-- begin MATERIALS PROVIDED --

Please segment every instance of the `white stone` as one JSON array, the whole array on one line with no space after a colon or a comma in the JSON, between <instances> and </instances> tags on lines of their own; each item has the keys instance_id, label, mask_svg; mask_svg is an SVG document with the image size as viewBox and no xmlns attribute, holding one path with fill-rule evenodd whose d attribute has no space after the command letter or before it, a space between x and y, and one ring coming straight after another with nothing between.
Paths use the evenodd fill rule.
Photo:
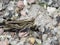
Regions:
<instances>
[{"instance_id":1,"label":"white stone","mask_svg":"<svg viewBox=\"0 0 60 45\"><path fill-rule=\"evenodd\" d=\"M56 11L56 8L54 7L47 7L47 11L51 14Z\"/></svg>"}]
</instances>

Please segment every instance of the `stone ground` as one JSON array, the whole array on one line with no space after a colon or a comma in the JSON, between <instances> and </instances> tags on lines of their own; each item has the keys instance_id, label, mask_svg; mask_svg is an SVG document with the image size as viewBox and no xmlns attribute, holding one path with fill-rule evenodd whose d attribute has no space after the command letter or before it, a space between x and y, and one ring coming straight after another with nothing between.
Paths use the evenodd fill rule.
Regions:
<instances>
[{"instance_id":1,"label":"stone ground","mask_svg":"<svg viewBox=\"0 0 60 45\"><path fill-rule=\"evenodd\" d=\"M0 45L60 45L60 0L0 0Z\"/></svg>"}]
</instances>

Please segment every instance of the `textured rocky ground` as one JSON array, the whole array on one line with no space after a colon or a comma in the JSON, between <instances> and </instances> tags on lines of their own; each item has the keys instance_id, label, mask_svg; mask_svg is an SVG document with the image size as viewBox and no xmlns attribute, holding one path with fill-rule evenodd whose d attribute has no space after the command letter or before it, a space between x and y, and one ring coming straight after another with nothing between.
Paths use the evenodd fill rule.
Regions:
<instances>
[{"instance_id":1,"label":"textured rocky ground","mask_svg":"<svg viewBox=\"0 0 60 45\"><path fill-rule=\"evenodd\" d=\"M0 45L60 45L60 0L0 0Z\"/></svg>"}]
</instances>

-- end MATERIALS PROVIDED --

## YOUR GOAL
Recast every line of the records above as a JSON list of strings, one string per line and no strings for blank lines. Leave the pictures out.

## EXPECTED OUTPUT
[
  "Please segment every instance of the `white stone` as one JSON array, the whole array on one line with no space after a colon or a comma in the JSON, between <instances> and </instances> tags on lines of their own; each item has the keys instance_id, label, mask_svg; mask_svg is an SVG document with the image size as viewBox and no xmlns attribute, holding one path with fill-rule evenodd whose d attribute has no space after the command letter or before it, a space between x and y, and one ring coming straight after another with nothing between.",
  "Paths use the evenodd fill rule.",
  "Photo:",
  "Regions:",
  "<instances>",
  "[{\"instance_id\":1,\"label\":\"white stone\",\"mask_svg\":\"<svg viewBox=\\\"0 0 60 45\\\"><path fill-rule=\\\"evenodd\\\" d=\\\"M56 11L56 8L54 7L47 7L47 11L51 14Z\\\"/></svg>\"}]",
  "</instances>",
  "Please segment every instance of the `stone ground` as one JSON array, the whole array on one line with no space after a colon or a comma in the JSON, between <instances> and </instances> tags on lines of their own; each item has the keys instance_id, label, mask_svg; mask_svg is an SVG document with the image size as viewBox and no xmlns attribute, holding one path with fill-rule evenodd whose d attribute has no space after the command letter or before it, a space between x and y, and one ring coming straight after another with nothing between.",
  "Paths use the evenodd fill rule.",
  "Regions:",
  "<instances>",
  "[{\"instance_id\":1,\"label\":\"stone ground\",\"mask_svg\":\"<svg viewBox=\\\"0 0 60 45\\\"><path fill-rule=\\\"evenodd\\\" d=\\\"M0 45L60 45L60 0L0 0Z\\\"/></svg>\"}]",
  "</instances>",
  "Please segment every instance of the `textured rocky ground` as one JSON array, the whole array on one line with no space after a colon or a comma in the JSON, between <instances> and </instances> tags on lines of their own; each item has the keys instance_id, label, mask_svg; mask_svg is an SVG document with the image size as viewBox and no xmlns attribute, holding one path with fill-rule evenodd whose d attribute has no space after the command letter or before it, a space between x and y, and one ring coming straight after another with nothing between.",
  "Paths use the evenodd fill rule.",
  "Regions:",
  "<instances>",
  "[{\"instance_id\":1,\"label\":\"textured rocky ground\",\"mask_svg\":\"<svg viewBox=\\\"0 0 60 45\\\"><path fill-rule=\\\"evenodd\\\" d=\\\"M0 45L60 45L60 0L0 0Z\\\"/></svg>\"}]",
  "</instances>"
]